[Entries on locating named things]
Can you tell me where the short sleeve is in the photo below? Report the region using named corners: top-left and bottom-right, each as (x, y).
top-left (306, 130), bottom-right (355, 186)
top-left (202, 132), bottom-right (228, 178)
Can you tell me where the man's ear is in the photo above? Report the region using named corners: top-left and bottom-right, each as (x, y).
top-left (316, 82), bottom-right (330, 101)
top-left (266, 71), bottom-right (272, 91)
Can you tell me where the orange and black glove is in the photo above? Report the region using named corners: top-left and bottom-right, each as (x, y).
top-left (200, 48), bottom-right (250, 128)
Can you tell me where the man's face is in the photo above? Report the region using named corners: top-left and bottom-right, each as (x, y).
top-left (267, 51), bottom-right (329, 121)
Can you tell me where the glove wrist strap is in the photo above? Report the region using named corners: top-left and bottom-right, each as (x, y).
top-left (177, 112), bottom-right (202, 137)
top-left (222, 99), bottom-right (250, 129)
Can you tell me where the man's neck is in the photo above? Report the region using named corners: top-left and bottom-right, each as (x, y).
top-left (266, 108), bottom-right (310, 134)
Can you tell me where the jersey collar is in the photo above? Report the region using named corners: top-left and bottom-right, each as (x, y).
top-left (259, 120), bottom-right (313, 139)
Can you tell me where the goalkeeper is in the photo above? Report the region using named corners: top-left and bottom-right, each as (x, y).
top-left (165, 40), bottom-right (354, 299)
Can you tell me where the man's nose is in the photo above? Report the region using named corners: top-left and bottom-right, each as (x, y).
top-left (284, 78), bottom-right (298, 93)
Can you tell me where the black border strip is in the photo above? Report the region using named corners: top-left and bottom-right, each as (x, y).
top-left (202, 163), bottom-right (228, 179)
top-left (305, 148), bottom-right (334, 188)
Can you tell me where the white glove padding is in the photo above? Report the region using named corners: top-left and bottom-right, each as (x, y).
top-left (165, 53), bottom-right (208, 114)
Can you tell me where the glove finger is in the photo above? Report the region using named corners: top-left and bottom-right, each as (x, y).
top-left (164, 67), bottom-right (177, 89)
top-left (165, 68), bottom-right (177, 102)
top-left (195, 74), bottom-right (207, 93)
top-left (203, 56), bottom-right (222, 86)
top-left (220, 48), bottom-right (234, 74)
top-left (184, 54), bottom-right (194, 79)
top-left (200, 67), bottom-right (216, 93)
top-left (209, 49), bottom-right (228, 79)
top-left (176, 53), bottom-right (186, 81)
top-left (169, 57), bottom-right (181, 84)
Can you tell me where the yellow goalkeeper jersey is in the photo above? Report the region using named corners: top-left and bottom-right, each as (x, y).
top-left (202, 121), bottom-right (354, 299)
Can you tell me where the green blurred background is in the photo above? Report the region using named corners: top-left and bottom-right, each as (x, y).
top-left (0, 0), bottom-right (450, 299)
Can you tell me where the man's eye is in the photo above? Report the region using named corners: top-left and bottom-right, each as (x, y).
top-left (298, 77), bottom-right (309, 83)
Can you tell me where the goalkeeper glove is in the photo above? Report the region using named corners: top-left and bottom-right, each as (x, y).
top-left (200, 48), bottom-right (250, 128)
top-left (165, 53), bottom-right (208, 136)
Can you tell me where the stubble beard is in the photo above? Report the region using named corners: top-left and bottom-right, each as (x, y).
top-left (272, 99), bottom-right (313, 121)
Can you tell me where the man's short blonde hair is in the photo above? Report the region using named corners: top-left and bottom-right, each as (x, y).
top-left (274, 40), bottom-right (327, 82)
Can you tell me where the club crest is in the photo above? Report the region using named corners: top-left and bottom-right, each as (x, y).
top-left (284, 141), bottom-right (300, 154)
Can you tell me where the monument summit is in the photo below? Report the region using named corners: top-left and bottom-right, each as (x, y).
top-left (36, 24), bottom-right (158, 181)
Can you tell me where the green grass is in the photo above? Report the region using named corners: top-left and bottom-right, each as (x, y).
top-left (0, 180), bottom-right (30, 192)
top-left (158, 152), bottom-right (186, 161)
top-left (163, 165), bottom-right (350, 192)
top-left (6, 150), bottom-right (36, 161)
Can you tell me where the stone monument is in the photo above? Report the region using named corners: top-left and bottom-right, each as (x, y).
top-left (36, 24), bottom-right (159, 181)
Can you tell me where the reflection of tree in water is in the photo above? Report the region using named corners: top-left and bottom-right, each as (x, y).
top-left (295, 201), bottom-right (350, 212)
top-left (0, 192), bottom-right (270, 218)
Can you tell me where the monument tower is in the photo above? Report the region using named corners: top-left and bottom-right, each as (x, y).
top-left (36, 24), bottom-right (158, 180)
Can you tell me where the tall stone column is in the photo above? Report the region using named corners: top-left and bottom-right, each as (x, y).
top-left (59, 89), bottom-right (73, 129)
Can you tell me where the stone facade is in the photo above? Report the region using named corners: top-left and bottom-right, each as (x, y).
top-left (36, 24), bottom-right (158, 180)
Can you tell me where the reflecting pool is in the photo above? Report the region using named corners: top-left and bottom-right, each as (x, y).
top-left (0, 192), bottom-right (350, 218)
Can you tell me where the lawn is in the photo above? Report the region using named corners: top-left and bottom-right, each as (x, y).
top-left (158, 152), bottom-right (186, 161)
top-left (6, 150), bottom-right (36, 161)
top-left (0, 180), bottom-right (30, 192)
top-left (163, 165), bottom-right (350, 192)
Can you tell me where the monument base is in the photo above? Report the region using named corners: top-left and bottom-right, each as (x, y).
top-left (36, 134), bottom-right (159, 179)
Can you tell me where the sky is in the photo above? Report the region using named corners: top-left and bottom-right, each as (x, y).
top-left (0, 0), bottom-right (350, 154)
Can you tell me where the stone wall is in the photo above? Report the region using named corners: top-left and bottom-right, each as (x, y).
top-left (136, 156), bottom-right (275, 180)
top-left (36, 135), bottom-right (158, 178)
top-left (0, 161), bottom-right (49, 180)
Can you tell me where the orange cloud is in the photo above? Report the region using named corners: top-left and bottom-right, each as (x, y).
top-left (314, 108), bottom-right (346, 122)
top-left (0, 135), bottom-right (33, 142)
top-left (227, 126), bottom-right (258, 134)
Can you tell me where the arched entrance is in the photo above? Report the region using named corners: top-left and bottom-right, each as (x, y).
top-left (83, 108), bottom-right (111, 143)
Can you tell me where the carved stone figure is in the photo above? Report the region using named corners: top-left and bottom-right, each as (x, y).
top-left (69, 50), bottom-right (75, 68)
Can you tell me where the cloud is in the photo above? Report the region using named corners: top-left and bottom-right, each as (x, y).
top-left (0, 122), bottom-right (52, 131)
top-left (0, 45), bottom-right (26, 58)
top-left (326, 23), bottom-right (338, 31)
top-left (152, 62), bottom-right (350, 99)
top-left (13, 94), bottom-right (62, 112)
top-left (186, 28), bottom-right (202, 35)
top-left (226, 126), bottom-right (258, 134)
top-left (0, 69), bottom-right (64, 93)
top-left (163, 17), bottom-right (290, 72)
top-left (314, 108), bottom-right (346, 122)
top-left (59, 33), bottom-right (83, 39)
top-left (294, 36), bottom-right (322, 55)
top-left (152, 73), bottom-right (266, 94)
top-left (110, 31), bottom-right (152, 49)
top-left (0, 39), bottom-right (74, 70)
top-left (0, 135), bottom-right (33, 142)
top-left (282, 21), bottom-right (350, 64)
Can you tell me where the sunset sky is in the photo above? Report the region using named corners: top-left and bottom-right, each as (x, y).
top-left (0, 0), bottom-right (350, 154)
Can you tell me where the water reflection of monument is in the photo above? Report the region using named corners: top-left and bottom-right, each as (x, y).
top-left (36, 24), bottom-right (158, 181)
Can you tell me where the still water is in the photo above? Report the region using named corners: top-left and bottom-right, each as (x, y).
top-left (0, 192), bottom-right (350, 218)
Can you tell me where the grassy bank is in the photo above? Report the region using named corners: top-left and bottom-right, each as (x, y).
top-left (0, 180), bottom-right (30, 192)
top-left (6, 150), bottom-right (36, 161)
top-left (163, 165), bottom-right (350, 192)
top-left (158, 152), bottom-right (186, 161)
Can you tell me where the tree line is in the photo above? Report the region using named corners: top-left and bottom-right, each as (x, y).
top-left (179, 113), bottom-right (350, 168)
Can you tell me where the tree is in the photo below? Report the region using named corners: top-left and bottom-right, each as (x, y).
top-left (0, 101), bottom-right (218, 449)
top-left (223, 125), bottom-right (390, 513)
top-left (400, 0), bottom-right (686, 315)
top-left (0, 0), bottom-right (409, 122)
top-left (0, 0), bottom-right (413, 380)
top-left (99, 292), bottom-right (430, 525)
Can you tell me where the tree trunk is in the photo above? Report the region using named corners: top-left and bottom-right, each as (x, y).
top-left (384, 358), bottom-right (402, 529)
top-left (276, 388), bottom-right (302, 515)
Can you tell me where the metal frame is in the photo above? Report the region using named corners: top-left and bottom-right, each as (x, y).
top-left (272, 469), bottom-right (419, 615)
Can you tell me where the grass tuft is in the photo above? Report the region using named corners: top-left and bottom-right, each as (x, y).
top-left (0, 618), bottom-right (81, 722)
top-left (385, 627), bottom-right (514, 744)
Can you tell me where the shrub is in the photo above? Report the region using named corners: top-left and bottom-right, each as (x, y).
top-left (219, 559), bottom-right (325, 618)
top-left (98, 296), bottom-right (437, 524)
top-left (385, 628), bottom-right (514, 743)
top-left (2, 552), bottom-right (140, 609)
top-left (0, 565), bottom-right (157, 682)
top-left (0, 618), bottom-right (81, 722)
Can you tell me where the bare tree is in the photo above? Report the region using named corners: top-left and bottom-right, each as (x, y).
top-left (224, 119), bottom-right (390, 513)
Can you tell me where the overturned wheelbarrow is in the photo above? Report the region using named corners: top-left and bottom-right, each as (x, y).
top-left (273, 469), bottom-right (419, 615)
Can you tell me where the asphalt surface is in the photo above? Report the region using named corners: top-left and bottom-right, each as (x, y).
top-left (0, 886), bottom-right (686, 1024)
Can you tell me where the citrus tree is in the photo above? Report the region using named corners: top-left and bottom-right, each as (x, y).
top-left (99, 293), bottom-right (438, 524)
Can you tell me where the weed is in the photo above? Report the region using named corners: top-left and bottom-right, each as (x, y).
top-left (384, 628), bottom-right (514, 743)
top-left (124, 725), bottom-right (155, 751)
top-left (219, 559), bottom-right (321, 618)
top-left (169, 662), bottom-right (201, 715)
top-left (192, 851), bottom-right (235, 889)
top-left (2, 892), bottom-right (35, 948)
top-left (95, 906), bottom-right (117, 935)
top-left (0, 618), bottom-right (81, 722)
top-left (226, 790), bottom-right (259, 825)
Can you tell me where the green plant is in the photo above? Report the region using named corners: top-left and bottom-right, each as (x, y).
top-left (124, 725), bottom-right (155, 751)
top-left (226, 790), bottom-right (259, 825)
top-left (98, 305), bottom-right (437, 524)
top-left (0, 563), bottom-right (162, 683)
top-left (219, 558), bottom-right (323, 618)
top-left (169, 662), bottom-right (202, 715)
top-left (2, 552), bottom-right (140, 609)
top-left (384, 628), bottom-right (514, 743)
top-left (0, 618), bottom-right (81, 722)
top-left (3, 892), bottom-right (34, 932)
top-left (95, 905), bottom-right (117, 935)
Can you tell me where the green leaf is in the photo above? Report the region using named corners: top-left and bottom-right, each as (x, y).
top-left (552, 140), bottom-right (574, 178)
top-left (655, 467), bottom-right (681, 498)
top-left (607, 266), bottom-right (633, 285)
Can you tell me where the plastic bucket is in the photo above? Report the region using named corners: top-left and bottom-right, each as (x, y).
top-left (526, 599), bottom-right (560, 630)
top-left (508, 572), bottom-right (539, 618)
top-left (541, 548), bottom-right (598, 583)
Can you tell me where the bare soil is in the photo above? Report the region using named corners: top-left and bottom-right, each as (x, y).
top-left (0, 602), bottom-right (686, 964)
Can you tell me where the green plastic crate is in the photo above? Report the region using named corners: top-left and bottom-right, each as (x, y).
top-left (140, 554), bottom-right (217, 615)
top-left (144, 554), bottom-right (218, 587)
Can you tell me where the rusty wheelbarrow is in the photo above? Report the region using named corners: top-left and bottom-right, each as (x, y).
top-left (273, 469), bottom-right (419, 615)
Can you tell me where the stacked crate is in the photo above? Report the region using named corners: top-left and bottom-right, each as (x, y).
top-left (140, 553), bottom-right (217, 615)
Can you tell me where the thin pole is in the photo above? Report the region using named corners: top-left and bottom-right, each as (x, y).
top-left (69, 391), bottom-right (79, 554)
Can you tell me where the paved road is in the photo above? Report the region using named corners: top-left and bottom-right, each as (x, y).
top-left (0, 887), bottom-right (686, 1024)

What you need to do -
Copy out everything from the beginning of the items down to the line that contains "top-left (266, 71), bottom-right (272, 91)", including that line, with no changes.

Written reply -
Can you tell me where the short sleeve is in the photo below? Report the region using named corners: top-left and bottom-right, each as (x, y).
top-left (306, 130), bottom-right (355, 186)
top-left (202, 132), bottom-right (228, 178)
Can you tell me where the man's ear is in the photo above? Report the region using named corners: top-left and bottom-right, each as (x, y).
top-left (316, 82), bottom-right (330, 101)
top-left (266, 71), bottom-right (272, 91)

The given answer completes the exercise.